Excerpt provided =>
----------------------------------------

We spoke with Josh Stinchcomb, VP of corporate partnerships for Condé Nast about the company’s recent investment in cloud-based ad platform provider Flite and how the publisher of 18 magazines, 4 business-to-business titles, 27 websites, and more than 50 apps for mobile and tablet devices is continuing to adapt to an exchange-driven media world.

AdExchanger: How did Condé Nast come to invest in Flite?

Josh Stinchcomb: We are a customer of Flite. We would use their technology to build the creative for many of our custom campaigns. We have a pretty robust digital creative in-house studio, which includes about 60 developers, designers, project managers. We did over 1,000 custom digital ad executions last year, so a lot of volume coming from that team. But there are times when we can work with other vendors on the development piece. Flite has been one of those vendors. We liked Flite as a customer because it gave us a nice balance between design flexibility and tech standardization. And that’s a major benefit we can provide to our clients.

What specific benefits does Flite help you bring to advertisers?

When you’re working with the breadth of clients that we have, many of whom are aesthetically and design driven, we have to have enough flexibility to create ads that match the overall way these marketers present their respective brands. At the same time, in order to keep costs down, we want to be able to standardize as much of the ad formats as you can.

Flite provides a nice balance between aesthetics and cost. The other thing that we really liked about them – something that is part of a bigger theme within Condé Nast -- is their really smart use of analytics and data to inform what we’re doing. Flite's platform provides a feedback loop for what’s working.

You mentioned that a large part of the appeal of Flite is the data they help you to analyze. Aside from being able to dynamically change the creative during a campaign, how do you ultimately manage the data you accrue from working with Flite?

Flite is a tool to use observable metrics from the behavior relative to the ad itself. This is less about a deeper understanding of our audience generally and more specifically about how we can use engagement stats to inform creative. It’s a particular instance of us using data to provide a better product but it’s certainly not the only place and way that we’re thinking about data. It’s just one example.

Is it best to use Flite for certain kinds of ad campaigns, or is it available to pretty much all the marketers you work with?

Flite has a really impressive roster of marketing clients. They work with a lot of big companies in a lot of different categories, so I think it’s pretty flexible. What I think it lends itself to is ad creative that’s content driven, ad creative that is designed to get users to engage and consume or experience. And I think automotive manufacturers, CPG clients, beauty, fashion all benefit from what that tool can provide.

Our team will determine, based on the campaign objective and budget, what is the right tool at the right time and use it that way. I will say, given that it has done a good job of standardizing certain aspects of the creation, it should allow us to enact it on smaller campaigns as well as big ones. There’s some efficiency in the production which make it more affordable for even smaller advertisers, smaller campaigns, to where like a full bespoke custom execution might not be viable with a given budget.

You mentioned that Flite has its own clients as well. Will they bring in their own marketers in addition to Condé Nast’s ad partners?

Flite will continue to operate as an independent company. They have their relationships with other publishers and the clients and with agencies and none of that changes. We are just one of their many customers who also happen to be an investor in the overall company.

----------------------------------------

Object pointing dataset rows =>
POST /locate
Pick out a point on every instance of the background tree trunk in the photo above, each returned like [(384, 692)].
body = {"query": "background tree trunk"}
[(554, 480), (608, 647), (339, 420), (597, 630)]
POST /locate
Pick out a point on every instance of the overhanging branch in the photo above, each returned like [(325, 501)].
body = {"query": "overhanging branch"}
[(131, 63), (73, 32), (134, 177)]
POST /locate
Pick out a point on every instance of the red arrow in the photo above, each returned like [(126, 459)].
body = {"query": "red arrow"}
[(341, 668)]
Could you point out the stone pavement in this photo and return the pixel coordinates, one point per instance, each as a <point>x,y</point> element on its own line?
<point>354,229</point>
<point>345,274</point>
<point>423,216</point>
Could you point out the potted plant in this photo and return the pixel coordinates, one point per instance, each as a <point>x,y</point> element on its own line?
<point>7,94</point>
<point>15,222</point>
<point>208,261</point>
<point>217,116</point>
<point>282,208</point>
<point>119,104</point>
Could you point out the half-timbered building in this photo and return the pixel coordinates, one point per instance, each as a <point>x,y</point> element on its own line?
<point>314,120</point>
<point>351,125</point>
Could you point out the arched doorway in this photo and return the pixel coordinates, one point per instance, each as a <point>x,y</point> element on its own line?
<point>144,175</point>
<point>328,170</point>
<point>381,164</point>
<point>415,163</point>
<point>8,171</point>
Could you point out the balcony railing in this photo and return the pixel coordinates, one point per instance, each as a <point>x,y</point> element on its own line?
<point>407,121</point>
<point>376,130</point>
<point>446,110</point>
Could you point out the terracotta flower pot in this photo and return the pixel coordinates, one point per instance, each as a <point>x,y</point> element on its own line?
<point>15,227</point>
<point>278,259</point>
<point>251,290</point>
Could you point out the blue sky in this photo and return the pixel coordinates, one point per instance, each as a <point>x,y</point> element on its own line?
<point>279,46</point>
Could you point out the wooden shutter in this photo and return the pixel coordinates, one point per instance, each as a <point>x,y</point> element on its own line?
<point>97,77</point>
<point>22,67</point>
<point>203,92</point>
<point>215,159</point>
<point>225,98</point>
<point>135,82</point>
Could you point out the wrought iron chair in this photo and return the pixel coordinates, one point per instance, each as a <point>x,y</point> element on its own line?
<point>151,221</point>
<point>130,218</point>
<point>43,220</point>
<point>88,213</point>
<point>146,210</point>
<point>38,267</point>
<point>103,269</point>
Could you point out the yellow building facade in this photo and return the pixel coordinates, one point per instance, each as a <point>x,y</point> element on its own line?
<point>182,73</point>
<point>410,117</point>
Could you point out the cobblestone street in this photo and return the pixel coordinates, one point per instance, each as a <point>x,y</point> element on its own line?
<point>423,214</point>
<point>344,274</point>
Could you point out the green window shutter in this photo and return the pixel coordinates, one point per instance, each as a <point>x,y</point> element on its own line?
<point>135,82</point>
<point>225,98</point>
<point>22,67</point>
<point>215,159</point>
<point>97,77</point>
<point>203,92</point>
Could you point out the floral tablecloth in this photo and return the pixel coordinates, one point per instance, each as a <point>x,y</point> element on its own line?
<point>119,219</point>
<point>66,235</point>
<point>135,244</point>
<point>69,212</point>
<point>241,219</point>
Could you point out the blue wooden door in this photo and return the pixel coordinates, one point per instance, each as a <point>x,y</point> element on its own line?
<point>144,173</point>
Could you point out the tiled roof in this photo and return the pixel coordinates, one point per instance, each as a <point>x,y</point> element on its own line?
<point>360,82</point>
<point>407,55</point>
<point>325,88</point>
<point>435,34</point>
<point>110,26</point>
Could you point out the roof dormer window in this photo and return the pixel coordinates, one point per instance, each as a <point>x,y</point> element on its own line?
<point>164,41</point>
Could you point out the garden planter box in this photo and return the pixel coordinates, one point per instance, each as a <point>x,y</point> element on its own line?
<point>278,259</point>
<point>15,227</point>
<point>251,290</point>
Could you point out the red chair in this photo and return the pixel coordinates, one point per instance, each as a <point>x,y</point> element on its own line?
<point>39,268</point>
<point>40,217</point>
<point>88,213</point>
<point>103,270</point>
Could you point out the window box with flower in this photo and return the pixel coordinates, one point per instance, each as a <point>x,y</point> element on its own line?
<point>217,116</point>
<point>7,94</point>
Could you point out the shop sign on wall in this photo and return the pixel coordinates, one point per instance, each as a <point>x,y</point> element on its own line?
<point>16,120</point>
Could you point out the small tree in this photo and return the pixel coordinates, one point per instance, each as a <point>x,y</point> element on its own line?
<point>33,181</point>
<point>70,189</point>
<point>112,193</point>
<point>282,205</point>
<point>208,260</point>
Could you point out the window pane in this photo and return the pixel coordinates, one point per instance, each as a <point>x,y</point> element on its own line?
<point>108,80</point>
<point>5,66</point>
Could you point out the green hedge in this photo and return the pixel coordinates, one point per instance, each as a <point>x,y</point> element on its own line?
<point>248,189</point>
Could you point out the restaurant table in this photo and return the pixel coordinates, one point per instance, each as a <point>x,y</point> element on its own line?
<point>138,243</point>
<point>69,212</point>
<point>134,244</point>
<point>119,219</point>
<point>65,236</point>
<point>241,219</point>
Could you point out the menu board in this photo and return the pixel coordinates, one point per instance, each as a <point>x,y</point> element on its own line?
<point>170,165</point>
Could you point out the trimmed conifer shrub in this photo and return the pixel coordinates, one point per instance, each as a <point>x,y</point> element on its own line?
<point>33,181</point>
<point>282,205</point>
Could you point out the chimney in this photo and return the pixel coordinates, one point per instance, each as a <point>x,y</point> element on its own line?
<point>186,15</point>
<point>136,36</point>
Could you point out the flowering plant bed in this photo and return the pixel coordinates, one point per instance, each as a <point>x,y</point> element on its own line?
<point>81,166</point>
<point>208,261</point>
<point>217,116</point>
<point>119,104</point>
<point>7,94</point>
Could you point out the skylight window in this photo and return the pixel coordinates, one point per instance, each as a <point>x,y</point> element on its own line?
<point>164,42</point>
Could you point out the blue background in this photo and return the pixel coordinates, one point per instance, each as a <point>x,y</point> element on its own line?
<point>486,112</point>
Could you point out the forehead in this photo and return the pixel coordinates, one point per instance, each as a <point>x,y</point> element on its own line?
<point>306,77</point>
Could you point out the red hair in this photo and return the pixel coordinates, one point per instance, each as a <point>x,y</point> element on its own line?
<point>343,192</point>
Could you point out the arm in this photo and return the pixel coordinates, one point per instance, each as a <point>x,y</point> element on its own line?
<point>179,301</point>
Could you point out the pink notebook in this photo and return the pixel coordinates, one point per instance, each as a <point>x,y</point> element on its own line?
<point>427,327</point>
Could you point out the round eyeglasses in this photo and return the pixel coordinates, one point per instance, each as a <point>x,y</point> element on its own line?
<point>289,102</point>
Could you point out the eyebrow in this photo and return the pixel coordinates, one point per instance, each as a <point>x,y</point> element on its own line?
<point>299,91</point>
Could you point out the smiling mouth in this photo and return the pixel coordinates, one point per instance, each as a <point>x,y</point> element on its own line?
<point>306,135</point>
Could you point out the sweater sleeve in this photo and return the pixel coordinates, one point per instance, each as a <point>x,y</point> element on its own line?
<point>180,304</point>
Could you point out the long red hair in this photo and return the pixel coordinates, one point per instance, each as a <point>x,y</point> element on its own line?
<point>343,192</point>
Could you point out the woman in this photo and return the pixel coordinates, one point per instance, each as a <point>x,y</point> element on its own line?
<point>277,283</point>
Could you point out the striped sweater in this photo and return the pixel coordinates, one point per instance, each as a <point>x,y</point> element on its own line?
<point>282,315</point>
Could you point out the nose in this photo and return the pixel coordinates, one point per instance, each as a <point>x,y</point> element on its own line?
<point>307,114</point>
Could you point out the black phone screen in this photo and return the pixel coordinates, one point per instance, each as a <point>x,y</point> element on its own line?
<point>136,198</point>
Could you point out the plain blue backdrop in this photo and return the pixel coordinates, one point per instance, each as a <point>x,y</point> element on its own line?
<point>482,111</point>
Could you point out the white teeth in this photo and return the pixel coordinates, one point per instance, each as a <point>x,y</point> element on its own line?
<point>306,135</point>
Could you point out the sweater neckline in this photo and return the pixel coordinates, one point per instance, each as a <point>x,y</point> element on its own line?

----------------------------------------

Exercise requirements =>
1. Based on the interview about Condé Nast's investment in Flite, say whether each statement agrees with it. Answer yes or no for each, quoting the words that decide it. (a) Condé Nast's in-house creative studio has about 60 developers, designers, and project managers. (b) Flite will end its relationships with other publishers now that Condé Nast has invested. (c) Condé Nast completed more than 1,000 custom digital ad executions last year.
2. Repeat word for word the stretch of the interview about Condé Nast's investment in Flite from "When you’re working" through "for what’s working.".
The listing was drawn from a separate source.

Outputs in order =>
1.
(a) Yes: "which includes about 60 developers, designers, project managers"
(b) No: "Flite will continue to operate as an independent company. They have their relationships with other publishers and the clients and with agencies and none of that changes."
(c) Yes: "We did over 1,000 custom digital ad executions last year"

2.
When you’re working with the breadth of clients that we have, many of whom are aesthetically and design driven, we have to have enough flexibility to create ads that match the overall way these marketers present their respective brands. At the same time, in order to keep costs down, we want to be able to standardize as much of the ad formats as you can.

Flite provides a nice balance between aesthetics and cost. The other thing that we really liked about them – something that is part of a bigger theme within Condé Nast -- is their really smart use of analytics and data to inform what we’re doing. Flite's platform provides a feedback loop for what’s working.